▶ **Supplied text**:

▼

Monday, Feb. 04, 1946
Bomb's Aftereffects
What awful aftereffects does radioactivity have on the people not instantly killed by an atomic bomb? This week there were some fairly straight answers. The University of California's Colonel Hymer Friedell, a member of the Army commission appointed to make a survey, previewed its report. This will be Washington's official view:
> Radiation accounted for not more than 5% of Hiroshima's fatalities (100,000 out of a 400,000 population). The proportion in Nagasaki was about the same. Japs who died from radioactive waves were within one to two kilometers of the blast. All physical damage was instantaneous with the explosion; no rays "persisted," as Jap doctors once claimed, in the soil.
> Bleeding, caused by a depletion of white blood cells (and depression of tiny blood-clotting elements called throm-bocytes), was the largest single specific cause of death among Jap victims of radioactivity.
> Some Japs were made sterile--a condition not necessarily permanent. Sterilization, which sometimes occurs temporarily among hospital patients treated by radiation, is one big bugaboo* of atomic energy. Tokyo stories that atomic energy was a "cure" for sterility (two older women were reported to be "like girls again" and eggless hens were said to be "rejuvenated" by radiation) were baseless.
> The ruined streets of Hiroshima and Nagasaki are now filled with Japs who have small tufts of hair beginning to grow back on their slick pates. Temporary baldness is one symptom of radiation injury. A variation of the injury was discovered among a herd of red cattle grazing some 50 miles from last summer's test bombing in New Mexico. Radioactive dust settled on their backs, turned the red hair white in small splotches.
*Two London doctors last month warned industrial scientists that they were playing with fire; OSRD's Vannevar Bush also warned a House committee that amateur attic experiments with radioactive energy might "sterilize, perhaps, all the passers-by."

▲

▶ **What you need to do**:
[A] Answer these from the article on the bomb's aftereffects:
(i) At most, what share of Hiroshima's fatalities does the report put down to radiation?
(ii) What was the largest single specific cause of death among victims of radioactivity?
(iii) About how far from the New Mexico test bombing were the red cattle grazing?
[B] In the article on the bomb's aftereffects, take the part starting at "Monday, Feb. 04, 1946" and ending at "in the soil.", and write it out with "fatalities" switched to "deaths".

▶ **Provided material**:
▼

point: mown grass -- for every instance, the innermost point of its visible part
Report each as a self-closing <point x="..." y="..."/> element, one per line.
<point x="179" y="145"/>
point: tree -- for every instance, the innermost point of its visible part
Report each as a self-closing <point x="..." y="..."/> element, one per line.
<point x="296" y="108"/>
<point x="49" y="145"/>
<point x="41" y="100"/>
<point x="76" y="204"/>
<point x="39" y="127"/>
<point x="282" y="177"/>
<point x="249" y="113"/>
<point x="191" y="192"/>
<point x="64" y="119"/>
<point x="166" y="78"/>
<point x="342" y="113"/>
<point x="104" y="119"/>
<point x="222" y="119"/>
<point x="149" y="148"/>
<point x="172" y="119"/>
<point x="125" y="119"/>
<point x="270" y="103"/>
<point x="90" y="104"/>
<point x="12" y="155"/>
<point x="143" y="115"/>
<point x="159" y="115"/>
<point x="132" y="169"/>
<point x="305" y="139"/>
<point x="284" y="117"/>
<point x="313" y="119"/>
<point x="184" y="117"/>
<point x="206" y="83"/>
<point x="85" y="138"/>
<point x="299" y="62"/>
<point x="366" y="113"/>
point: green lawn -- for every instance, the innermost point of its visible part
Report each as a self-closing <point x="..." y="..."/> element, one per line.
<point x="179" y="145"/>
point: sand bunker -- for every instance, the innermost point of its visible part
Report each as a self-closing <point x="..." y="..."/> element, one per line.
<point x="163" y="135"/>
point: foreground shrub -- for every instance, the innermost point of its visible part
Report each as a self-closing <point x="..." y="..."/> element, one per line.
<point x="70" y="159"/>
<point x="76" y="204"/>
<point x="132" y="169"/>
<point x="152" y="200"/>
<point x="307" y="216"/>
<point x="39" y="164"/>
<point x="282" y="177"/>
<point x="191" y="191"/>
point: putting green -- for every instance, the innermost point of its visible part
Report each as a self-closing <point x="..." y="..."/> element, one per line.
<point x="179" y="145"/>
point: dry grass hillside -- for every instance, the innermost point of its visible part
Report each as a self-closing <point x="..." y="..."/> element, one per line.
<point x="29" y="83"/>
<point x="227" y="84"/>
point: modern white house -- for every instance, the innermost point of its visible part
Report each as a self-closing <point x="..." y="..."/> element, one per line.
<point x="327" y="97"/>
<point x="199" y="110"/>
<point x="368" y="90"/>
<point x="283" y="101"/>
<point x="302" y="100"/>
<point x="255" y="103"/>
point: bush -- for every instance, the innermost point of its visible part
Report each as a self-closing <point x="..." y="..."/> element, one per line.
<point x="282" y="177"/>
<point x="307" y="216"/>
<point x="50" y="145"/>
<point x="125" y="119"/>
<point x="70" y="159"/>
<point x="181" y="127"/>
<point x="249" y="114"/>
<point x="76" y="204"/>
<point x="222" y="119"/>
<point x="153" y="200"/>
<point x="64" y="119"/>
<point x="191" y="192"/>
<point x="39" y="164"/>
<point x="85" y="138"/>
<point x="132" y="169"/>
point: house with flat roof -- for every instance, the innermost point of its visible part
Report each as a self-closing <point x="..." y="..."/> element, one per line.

▲

▶ **Exercise results**:
[A]
(i) Not more than 5%.
(ii) Bleeding.
(iii) Some 50 miles.

[B]
Monday, Feb. 04, 1946
Bomb's Aftereffects
What awful aftereffects does radioactivity have on the people not instantly killed by an atomic bomb? This week there were some fairly straight answers. The University of California's Colonel Hymer Friedell, a member of the Army commission appointed to make a survey, previewed its report. This will be Washington's official view:
> Radiation accounted for not more than 5% of Hiroshima's deaths (100,000 out of a 400,000 population). The proportion in Nagasaki was about the same. Japs who died from radioactive waves were within one to two kilometers of the blast. All physical damage was instantaneous with the explosion; no rays "persisted," as Jap doctors once claimed, in the soil.